Written instruction —
In all the records below, swap "innermost point" for "center point" and write them out again with nothing else changed, leaving the pictures out.
======== Records for the exercise
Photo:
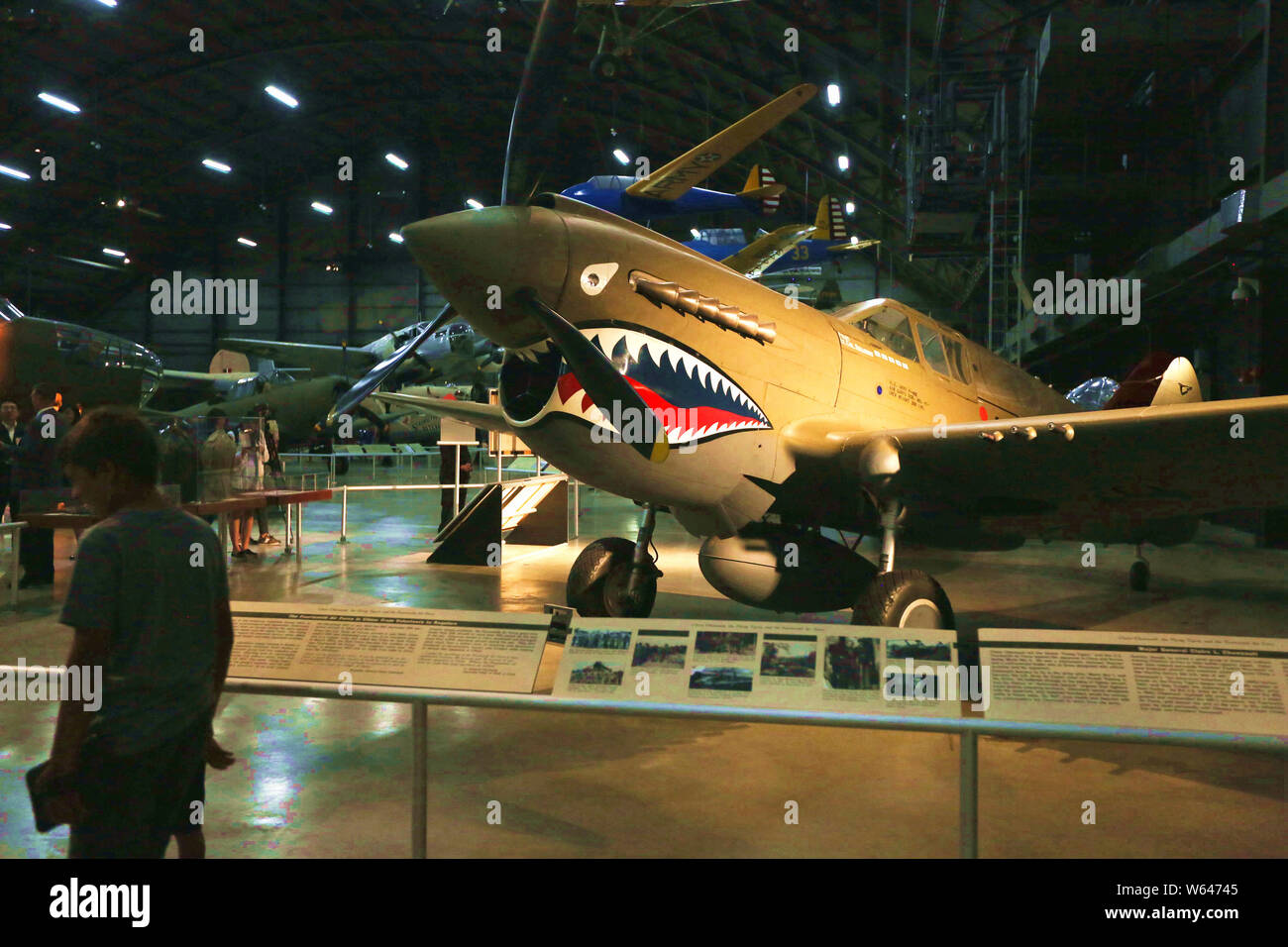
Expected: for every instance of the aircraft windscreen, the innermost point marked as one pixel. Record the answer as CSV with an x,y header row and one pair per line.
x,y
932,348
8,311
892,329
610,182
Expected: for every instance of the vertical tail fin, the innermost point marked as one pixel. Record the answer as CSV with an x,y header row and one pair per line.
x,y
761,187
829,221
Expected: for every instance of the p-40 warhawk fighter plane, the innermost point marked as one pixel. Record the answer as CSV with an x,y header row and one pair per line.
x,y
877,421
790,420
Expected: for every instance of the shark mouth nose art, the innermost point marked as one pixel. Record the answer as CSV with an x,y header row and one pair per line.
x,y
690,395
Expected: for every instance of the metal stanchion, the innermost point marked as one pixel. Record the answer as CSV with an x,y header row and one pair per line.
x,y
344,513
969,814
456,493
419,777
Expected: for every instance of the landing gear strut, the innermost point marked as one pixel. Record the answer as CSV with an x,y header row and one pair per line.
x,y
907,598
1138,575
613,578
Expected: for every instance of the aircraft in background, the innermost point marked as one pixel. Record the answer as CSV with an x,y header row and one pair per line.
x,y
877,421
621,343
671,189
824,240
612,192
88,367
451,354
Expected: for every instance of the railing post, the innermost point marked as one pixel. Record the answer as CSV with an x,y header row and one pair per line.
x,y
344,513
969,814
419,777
================
Correct result —
Photo:
Expected: for every instance of the aircraft windscreen, the center point marked as one pixel. Record the answer as CSV with an x,y header row and one pair per line.
x,y
932,348
8,311
892,329
610,182
Expected: for every instance of the vertical tail fin, the center point marked as one pixel. Record the answer as CSV with an x,y header row and one pair per line.
x,y
761,187
829,221
Expected: for every instance of the p-40 warhawk fighter plane, the center point marked as one pixel. Record the answer as CSV with an x,y header row and one pair per line.
x,y
877,421
790,420
Expected: for every instance of the shark mouth nose art, the center point marked as one pixel. Record the answer as CSV with an x,y header row and one pair per line.
x,y
690,395
Expected: for every instance of the metal stanchion, the center point marked as one pixel. Record the answer as CSV with an x,y header row and one pair per line.
x,y
344,513
969,814
456,493
419,777
Expected: for every instance of the landing gear strut, the center point marked as one pixel. Record the answer as CSV with an x,y header row and one pair per line.
x,y
907,598
1138,575
613,578
Expected: for every instance of the aircraft in background, the center point marked as one pixel. Record the answer as CSV with an x,y header row and one pair per line.
x,y
877,421
621,343
671,189
824,240
612,192
88,367
451,354
Expected: for every instance of the railing post, the center point marked as one pixel. Record the answer as CSV with an x,y header row and one pair per line.
x,y
344,513
969,814
419,777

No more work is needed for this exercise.